(Point localization data)

========================

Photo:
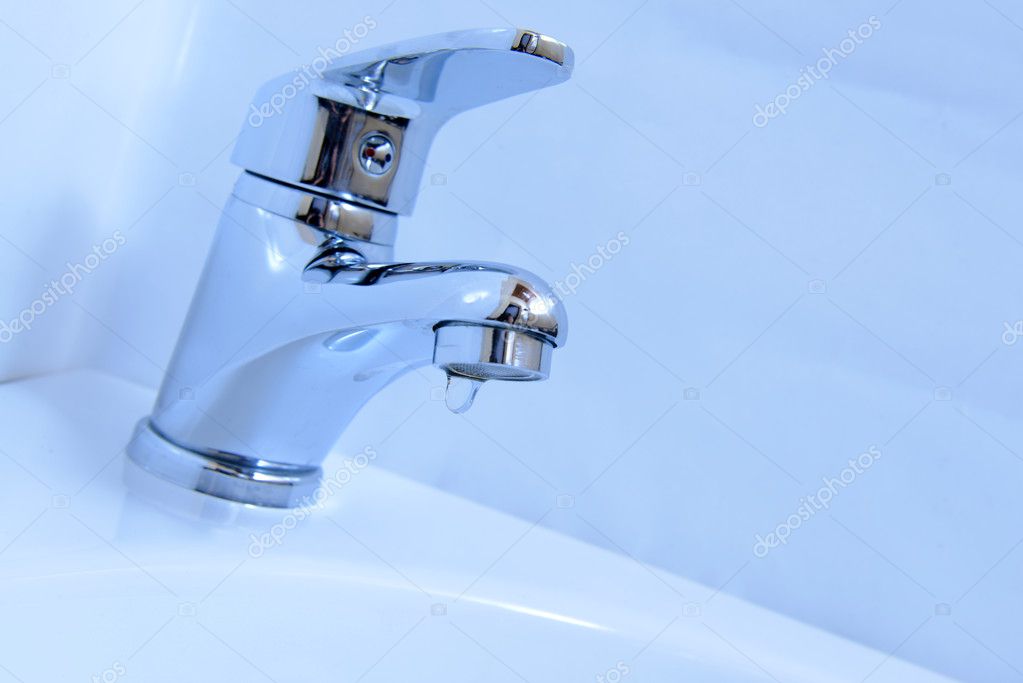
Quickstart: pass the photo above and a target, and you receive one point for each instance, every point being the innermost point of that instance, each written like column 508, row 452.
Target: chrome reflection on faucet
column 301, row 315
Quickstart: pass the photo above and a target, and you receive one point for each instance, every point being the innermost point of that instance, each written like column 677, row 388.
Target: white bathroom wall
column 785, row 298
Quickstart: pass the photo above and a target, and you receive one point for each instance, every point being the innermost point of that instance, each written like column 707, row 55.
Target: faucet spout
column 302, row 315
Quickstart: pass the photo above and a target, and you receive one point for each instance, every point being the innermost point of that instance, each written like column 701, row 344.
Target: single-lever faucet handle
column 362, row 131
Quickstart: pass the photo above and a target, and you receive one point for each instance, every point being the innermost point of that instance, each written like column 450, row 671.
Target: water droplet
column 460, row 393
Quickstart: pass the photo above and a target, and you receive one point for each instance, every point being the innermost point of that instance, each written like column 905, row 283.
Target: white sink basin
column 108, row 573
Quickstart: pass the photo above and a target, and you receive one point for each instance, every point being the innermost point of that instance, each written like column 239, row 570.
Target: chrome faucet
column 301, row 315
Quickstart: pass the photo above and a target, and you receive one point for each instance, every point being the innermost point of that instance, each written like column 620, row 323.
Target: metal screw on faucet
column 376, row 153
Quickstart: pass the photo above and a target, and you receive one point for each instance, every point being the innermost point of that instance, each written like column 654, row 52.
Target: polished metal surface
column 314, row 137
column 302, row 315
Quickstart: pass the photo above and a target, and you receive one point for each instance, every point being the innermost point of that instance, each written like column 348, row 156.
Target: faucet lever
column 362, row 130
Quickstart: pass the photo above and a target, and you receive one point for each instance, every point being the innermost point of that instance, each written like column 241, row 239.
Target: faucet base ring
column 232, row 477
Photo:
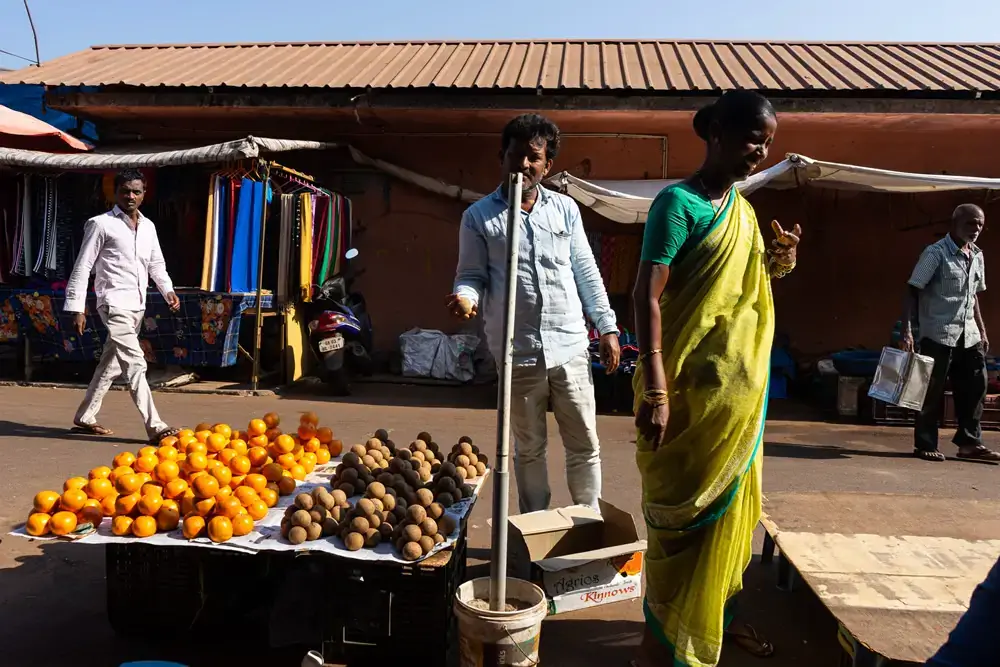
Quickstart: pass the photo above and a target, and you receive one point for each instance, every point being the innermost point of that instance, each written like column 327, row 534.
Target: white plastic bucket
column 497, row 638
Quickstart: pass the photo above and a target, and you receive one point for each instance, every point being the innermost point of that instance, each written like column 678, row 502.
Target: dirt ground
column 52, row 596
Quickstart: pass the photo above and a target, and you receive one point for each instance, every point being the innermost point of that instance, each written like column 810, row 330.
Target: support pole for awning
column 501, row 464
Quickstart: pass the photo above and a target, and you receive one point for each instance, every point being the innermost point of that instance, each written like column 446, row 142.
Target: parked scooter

========================

Activity: All of the entries above should be retyped exactly, with the pictures left out.

Output below:
Photo:
Quickstart: pass the photo above and a target, and you receive one point for each instance, every point being the innermost point of that instance, each written like column 508, row 452.
Target: chrome reflection on faucet
column 301, row 315
Quickstart: pass the photo above and a target, and you receive one point for each instance, every point being the innermost point of that instance, each written like column 677, row 388.
Target: white bathroom wall
column 785, row 298
Quickstart: pass the photo above and a target, and you receive one point for each instance, every point being the innermost point of that instance, each written like column 707, row 55.
Target: faucet spout
column 302, row 315
Quickstart: pass the photo above and a target, and you receive one point for each instance, every point being the innermost point of that instance, each written like column 701, row 344.
Target: single-lever faucet handle
column 362, row 131
Quickstart: pass the photo above and a target, and you receive one point for each instance, every point being the innermost point of that instance, each written like column 450, row 671.
Target: water droplet
column 460, row 393
Quickstart: pass the photo above and a target, and you receive one point for each instance, every point being the innermost point of that instance, each written like column 905, row 283.
Target: white sink basin
column 108, row 573
Quickstart: pass the photo above and a target, and you receive one point for each instance, every point being the innermost point of that instance, each written like column 239, row 570.
Target: chrome faucet
column 301, row 315
Quickstart: pass the photo above and a target, and you receive one point for each instance, every point being the innermost point of that instance, each written like column 620, row 323.
Target: metal screw on faucet
column 376, row 153
Quickstart: pass the photo above and a target, and you receive one point for each instance, every point being the innermost point of that instance, each written like column 654, row 52.
Target: polished metal surface
column 314, row 137
column 302, row 315
Quickstart: pass the photo above and a target, and you receive one point for each instance, every point being the innermost point of that instance, each written like column 348, row 156.
Target: faucet lever
column 362, row 130
Quickstart: pass the photo above and a target, and you receive one point for each instance, every point being the innermost point of that instance, each written like column 241, row 239.
Target: faucet base ring
column 232, row 477
Photo:
Quickstart: pass the photo above and a target, and you receive one point for each instance, every point being the innermost point of that instance, each written like column 327, row 534.
Target: white plastic bucket
column 497, row 638
Quickstart: pass the photo above and a target, and you receive one point for each instance, every point being the innermost point of that instance, each written like column 678, row 502.
Target: dirt ground
column 52, row 596
Quickstart: pass the photo above and a target, and you receive one point for each instance, every point being the innermost point of that instance, each written like column 810, row 330.
Target: support pole for awning
column 501, row 464
Quickstart: pass the photo above and a target, and you receive one point for each instance, every point being the innermost point of that instance, each written like column 446, row 142.
Target: parked scooter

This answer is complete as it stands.